Fragments

Words words words—colliding, rebounding, recoiling. Too many with too little time, stretching on and on, chains and chains of chains, the structure fraying and disintegrating into a boundless field of meaningless data. It becomes a full-time job, sifting through this mass, curating the heap, anthologizing the clutter. Surfaces and forms without content, groundless symbols, the absence not only of sense but of nonsense too, pure static, white noise. We function through automated experience, barely registering the present input as we hurtle on to the next thing, driven by this algorithmic necessity that consistently falls short of desire, and so also its satisfaction. Our word processors are us, our attention cursory, ticking from character to character, string to string, list to list. Knowledge fragments into bits and recombines into something we can process, something we can consume, and so we also become a part of the stream.

I write this because I’m stalled, my ideas splintered. I began a long project of non-fiction, but somewhere—really, multiple somewheres—along the way I became distracted and derailed, and every time I try to return to my task I find myself unable to do so. I can locate the impetus for my writing in time, but to access that moment and its respective mental state has proven difficult. There is a disconnect I simply cannot overcome. I am too far downstream.

Our texts are embedded in time, our concepts born of events—to return to a particular text, a particular concept, is to disrupt time’s flow. When I read I experience a similar disruption, a displacement in time. This displacement is part of the power of the text as a temporal object, a quality of the text as art. But when I write, and the act of writing spans days and weeks, even months or years, the effort required to sit down and return, to displace myself, compounds. My mental state has changed, but the text has remained where I left it, mid-thought, without closure. I feel my mind short-circuit.

+===+

- ACTIVITY LIST
A – List the spans of time that the essay titled "Fragments" says the act of writing can stretch across.
B – Continue the essay titled "Fragments" from its last paragraph, in the same first-person voice.

+===+

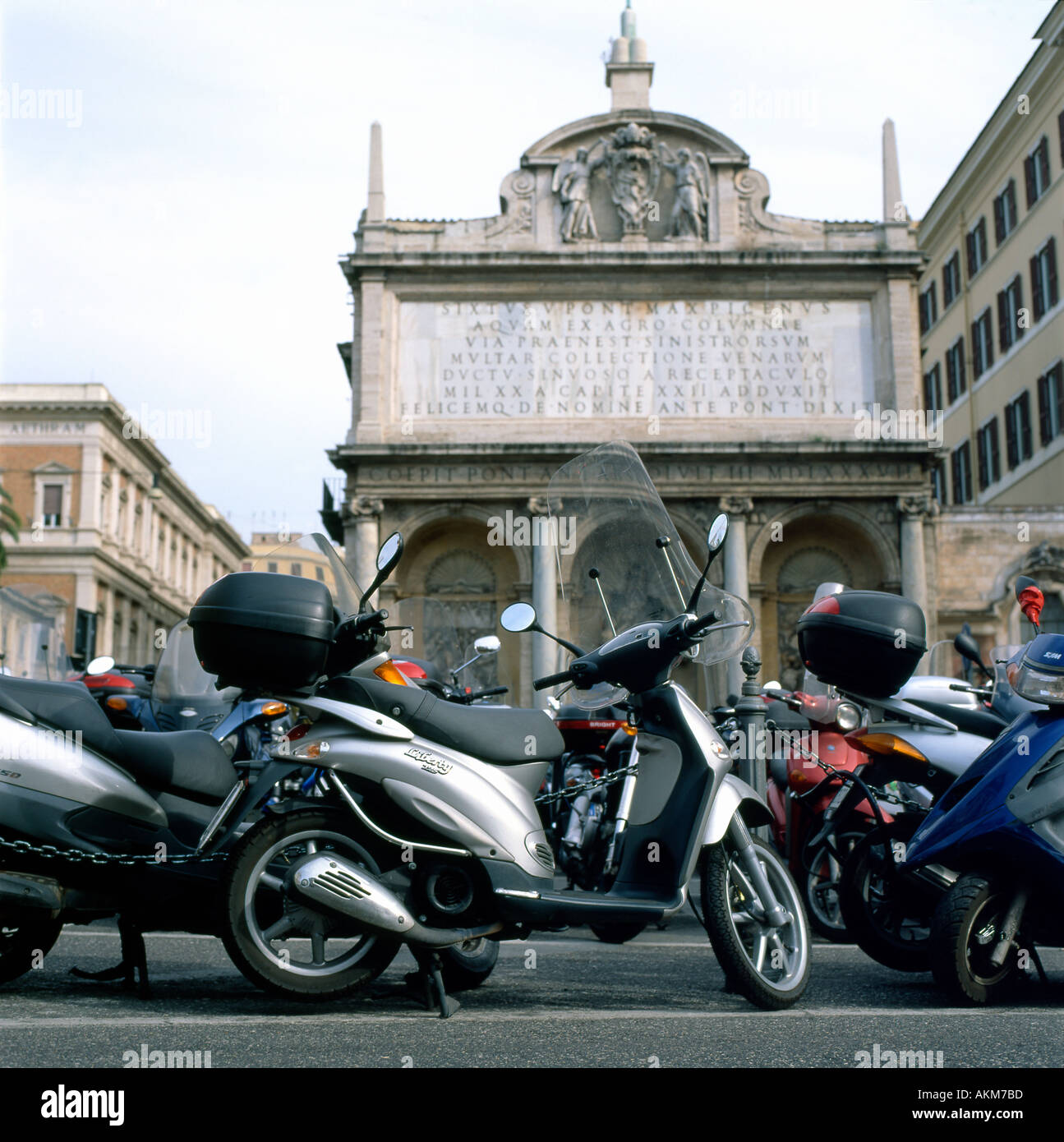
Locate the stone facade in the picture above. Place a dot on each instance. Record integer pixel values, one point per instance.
(108, 527)
(635, 284)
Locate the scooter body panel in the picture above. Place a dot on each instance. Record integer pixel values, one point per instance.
(62, 767)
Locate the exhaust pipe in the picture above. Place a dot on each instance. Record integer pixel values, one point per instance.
(340, 886)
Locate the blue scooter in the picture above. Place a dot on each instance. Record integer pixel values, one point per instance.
(996, 838)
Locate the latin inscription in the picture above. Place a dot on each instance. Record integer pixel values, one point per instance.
(635, 359)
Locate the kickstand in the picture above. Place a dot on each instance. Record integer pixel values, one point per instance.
(132, 969)
(427, 983)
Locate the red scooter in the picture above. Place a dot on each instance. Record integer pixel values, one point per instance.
(818, 817)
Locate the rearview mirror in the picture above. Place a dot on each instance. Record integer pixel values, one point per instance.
(518, 617)
(389, 553)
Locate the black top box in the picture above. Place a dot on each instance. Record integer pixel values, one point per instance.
(261, 630)
(864, 642)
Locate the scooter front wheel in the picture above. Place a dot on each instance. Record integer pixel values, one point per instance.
(24, 942)
(965, 931)
(286, 945)
(768, 965)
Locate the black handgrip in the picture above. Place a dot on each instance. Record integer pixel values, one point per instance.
(551, 679)
(699, 625)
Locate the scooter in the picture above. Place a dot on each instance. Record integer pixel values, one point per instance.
(431, 836)
(994, 845)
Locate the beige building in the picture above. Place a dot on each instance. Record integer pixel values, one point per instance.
(993, 353)
(108, 527)
(636, 286)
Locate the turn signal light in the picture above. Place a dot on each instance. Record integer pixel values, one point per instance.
(390, 673)
(890, 744)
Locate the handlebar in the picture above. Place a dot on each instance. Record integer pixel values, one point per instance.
(551, 679)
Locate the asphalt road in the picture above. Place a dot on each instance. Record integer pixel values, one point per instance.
(656, 1002)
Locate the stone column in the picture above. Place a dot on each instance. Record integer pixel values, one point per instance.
(912, 511)
(545, 596)
(736, 574)
(362, 538)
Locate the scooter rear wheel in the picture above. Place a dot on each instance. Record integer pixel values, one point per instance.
(23, 942)
(964, 933)
(283, 945)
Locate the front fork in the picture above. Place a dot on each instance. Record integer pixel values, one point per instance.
(776, 914)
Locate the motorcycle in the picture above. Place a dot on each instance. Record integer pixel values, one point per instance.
(97, 822)
(993, 846)
(431, 836)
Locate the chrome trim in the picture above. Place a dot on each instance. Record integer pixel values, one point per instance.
(219, 819)
(360, 812)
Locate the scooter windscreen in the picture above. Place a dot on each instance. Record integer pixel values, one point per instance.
(621, 562)
(181, 679)
(312, 556)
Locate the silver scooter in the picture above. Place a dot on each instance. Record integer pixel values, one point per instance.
(430, 836)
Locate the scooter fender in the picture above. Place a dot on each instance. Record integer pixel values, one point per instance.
(733, 796)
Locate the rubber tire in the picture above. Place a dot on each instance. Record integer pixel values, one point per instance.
(717, 919)
(466, 969)
(835, 934)
(617, 932)
(908, 956)
(237, 942)
(17, 948)
(951, 930)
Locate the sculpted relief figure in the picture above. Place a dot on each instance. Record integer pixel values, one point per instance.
(572, 181)
(689, 219)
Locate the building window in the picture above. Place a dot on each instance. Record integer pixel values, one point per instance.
(933, 389)
(1051, 403)
(951, 280)
(988, 454)
(928, 308)
(1017, 430)
(1009, 304)
(52, 505)
(982, 344)
(955, 371)
(938, 482)
(976, 245)
(1035, 172)
(1005, 211)
(961, 464)
(1043, 279)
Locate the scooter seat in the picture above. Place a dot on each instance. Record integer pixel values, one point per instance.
(981, 722)
(188, 762)
(500, 735)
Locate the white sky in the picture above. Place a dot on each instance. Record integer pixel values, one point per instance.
(179, 243)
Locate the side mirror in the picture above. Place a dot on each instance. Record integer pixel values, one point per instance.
(518, 617)
(387, 558)
(1030, 597)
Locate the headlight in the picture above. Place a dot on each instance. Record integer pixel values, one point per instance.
(847, 716)
(1039, 676)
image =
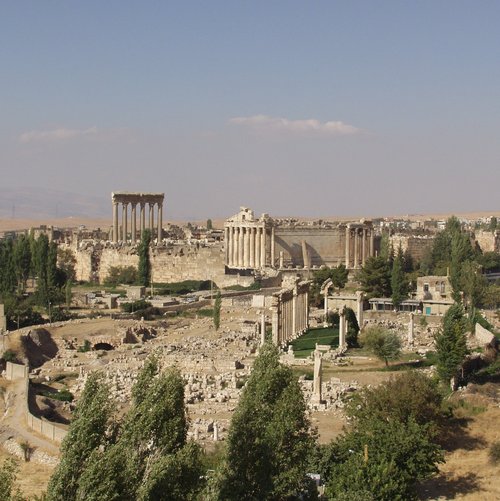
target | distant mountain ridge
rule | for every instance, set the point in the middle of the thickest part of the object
(43, 203)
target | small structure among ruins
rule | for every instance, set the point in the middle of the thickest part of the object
(249, 241)
(121, 232)
(256, 243)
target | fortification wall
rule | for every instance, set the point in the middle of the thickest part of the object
(325, 245)
(168, 264)
(188, 263)
(46, 428)
(123, 256)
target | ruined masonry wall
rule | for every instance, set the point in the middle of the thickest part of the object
(488, 241)
(415, 245)
(116, 257)
(172, 264)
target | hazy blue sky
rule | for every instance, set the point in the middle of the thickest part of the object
(293, 108)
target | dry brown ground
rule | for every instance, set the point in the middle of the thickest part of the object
(468, 474)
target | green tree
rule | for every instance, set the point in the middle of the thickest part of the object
(461, 252)
(68, 293)
(217, 308)
(410, 395)
(338, 275)
(451, 343)
(66, 263)
(385, 458)
(390, 444)
(40, 260)
(269, 439)
(353, 330)
(121, 275)
(8, 475)
(144, 268)
(399, 284)
(385, 344)
(473, 284)
(85, 435)
(149, 459)
(52, 275)
(375, 278)
(22, 261)
(8, 280)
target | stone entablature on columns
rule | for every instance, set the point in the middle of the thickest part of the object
(290, 312)
(359, 246)
(250, 241)
(125, 199)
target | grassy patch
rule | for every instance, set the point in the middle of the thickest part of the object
(301, 371)
(62, 395)
(305, 344)
(463, 408)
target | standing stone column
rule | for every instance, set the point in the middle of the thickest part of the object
(294, 314)
(133, 230)
(151, 218)
(124, 221)
(234, 239)
(263, 250)
(364, 247)
(356, 247)
(143, 219)
(246, 251)
(325, 300)
(160, 223)
(316, 396)
(347, 246)
(252, 247)
(115, 222)
(306, 310)
(241, 247)
(258, 264)
(342, 328)
(275, 320)
(273, 250)
(359, 308)
(411, 329)
(263, 328)
(226, 246)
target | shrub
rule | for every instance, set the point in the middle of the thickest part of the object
(494, 452)
(385, 344)
(9, 356)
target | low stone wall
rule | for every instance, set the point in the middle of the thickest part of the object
(46, 428)
(15, 371)
(173, 263)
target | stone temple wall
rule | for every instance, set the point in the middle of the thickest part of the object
(324, 246)
(488, 241)
(169, 264)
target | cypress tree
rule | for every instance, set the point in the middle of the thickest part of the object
(144, 269)
(399, 284)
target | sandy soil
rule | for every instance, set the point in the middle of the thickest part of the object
(468, 474)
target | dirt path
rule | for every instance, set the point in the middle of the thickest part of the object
(13, 421)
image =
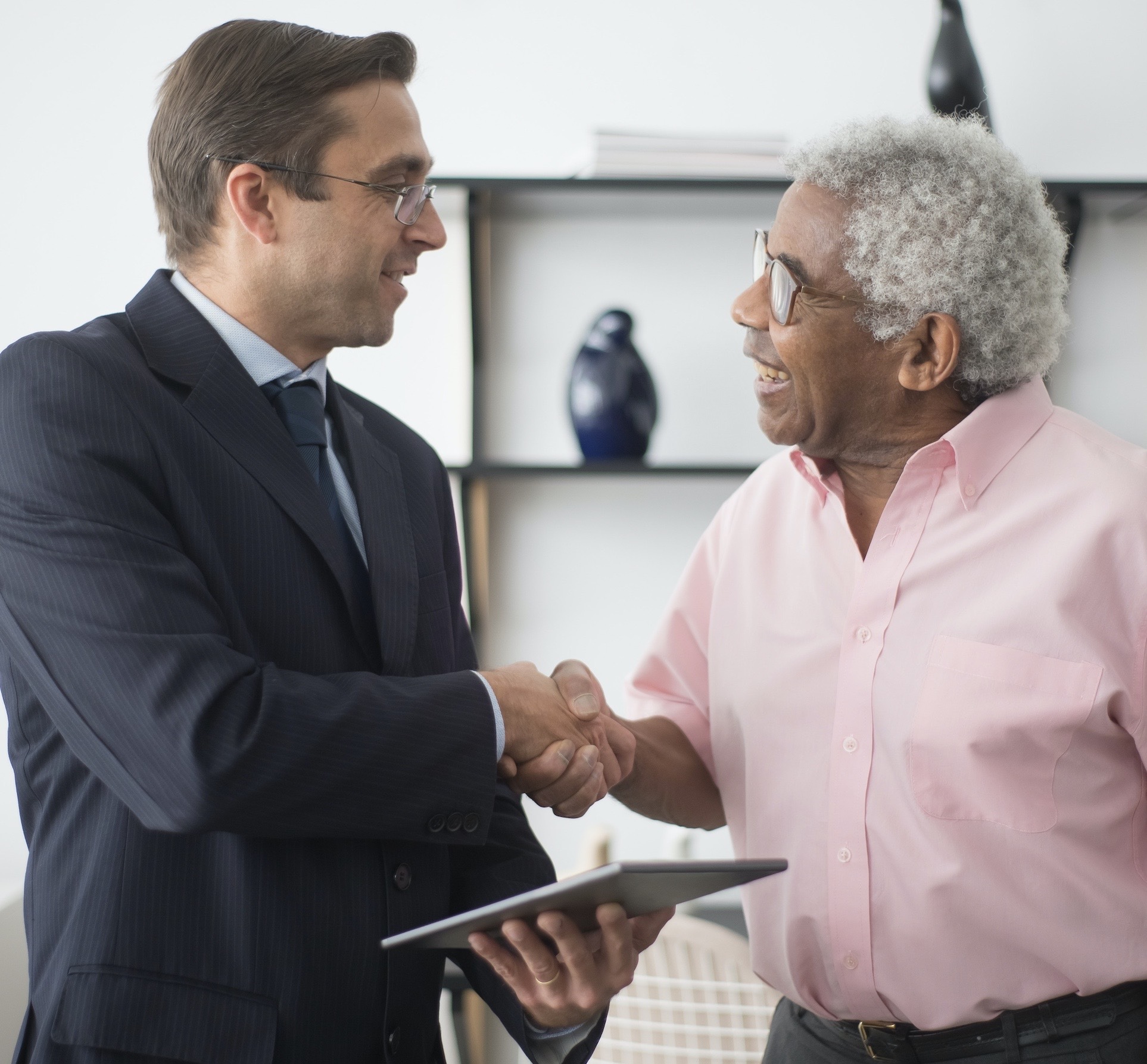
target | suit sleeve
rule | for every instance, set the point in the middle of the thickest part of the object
(116, 631)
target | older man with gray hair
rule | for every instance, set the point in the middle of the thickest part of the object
(909, 654)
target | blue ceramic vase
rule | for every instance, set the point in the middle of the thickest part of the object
(612, 397)
(956, 85)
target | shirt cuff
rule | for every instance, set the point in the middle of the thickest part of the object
(553, 1045)
(499, 724)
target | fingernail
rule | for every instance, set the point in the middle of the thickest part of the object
(587, 705)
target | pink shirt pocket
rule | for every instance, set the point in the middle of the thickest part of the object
(989, 729)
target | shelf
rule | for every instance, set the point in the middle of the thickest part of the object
(596, 469)
(495, 184)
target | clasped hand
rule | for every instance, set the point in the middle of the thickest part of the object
(563, 746)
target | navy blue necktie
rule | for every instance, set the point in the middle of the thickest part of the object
(300, 406)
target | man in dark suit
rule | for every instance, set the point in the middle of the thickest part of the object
(247, 728)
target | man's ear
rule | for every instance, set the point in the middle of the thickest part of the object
(930, 353)
(249, 195)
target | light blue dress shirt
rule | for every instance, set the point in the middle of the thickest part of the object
(265, 364)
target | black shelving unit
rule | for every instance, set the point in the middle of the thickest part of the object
(1068, 197)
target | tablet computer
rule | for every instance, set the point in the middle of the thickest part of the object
(638, 886)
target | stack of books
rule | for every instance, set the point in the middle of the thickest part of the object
(647, 155)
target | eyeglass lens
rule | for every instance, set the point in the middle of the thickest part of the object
(781, 285)
(411, 203)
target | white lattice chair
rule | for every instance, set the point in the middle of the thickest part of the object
(694, 1000)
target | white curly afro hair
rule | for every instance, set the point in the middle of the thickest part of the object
(945, 219)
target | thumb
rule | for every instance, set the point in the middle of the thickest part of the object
(579, 688)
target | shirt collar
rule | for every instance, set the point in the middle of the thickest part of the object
(262, 360)
(980, 446)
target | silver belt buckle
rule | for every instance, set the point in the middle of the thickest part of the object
(868, 1025)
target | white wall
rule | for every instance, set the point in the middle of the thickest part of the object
(514, 86)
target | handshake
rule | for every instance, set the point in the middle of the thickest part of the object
(563, 745)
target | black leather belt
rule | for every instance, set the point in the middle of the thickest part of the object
(1048, 1022)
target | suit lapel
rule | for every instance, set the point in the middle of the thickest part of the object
(387, 534)
(180, 344)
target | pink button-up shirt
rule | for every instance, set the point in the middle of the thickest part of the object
(945, 738)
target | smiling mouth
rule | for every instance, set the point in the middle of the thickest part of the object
(768, 374)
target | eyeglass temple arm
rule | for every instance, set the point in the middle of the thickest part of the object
(281, 168)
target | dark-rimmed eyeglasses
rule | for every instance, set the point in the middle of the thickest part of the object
(409, 203)
(784, 288)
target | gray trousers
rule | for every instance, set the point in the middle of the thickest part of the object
(800, 1037)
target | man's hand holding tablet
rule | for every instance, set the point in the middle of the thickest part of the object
(588, 971)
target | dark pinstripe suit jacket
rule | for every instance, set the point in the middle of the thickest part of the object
(220, 767)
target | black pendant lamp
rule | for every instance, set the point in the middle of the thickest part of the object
(955, 82)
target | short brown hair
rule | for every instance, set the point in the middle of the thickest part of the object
(254, 90)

+===+

- RESPONSES BY ITEM NUMBER
A – days, weeks, months, years

B –
I cannot help but sense that this is symptomatic of our word-processor epistemology. Temporality is nothing new. But sustained cognition? This is novel. Or no—not novel, but out-of-mode. As our methods of time-keeping become ever more precise, our schedules ever more full, our lives ever more segmented, the continuation of any given mental state requires ever more exertion. To pursue an idea to its end often takes longer than our click-baited attention spans can handle. We find ourselves conditioned by our media, burdened by our queues and watch lists, living run-on lives.

But this is not to proclaim doom upon our culture, at least not here. Media, like time, is nothing new. Media simply changes. And so the question I find myself considering is how to recondition myself, or rather, how to condition the media that I experience and produce, instead of being conditioned by it. A reimagining is required, a reconceptualization, of what it means to be a mediated people living in a mediated world. Media is artefactual, produced, contingent. To see media reimagined, we must recognize this contingency and refuse to be complacent, to engage and experience it with a wakeful mind and an attentive eye, to not accept without question what is put before us. We cannot keep streaming, keep consuming. We cannot keep adding commas. We—I—need to pause, to let the moments coalesce and the rush of time crystallize into a totality. We need to dwell and allow our fragmented minds to return to us, ready to embrace whatever this present moment holds.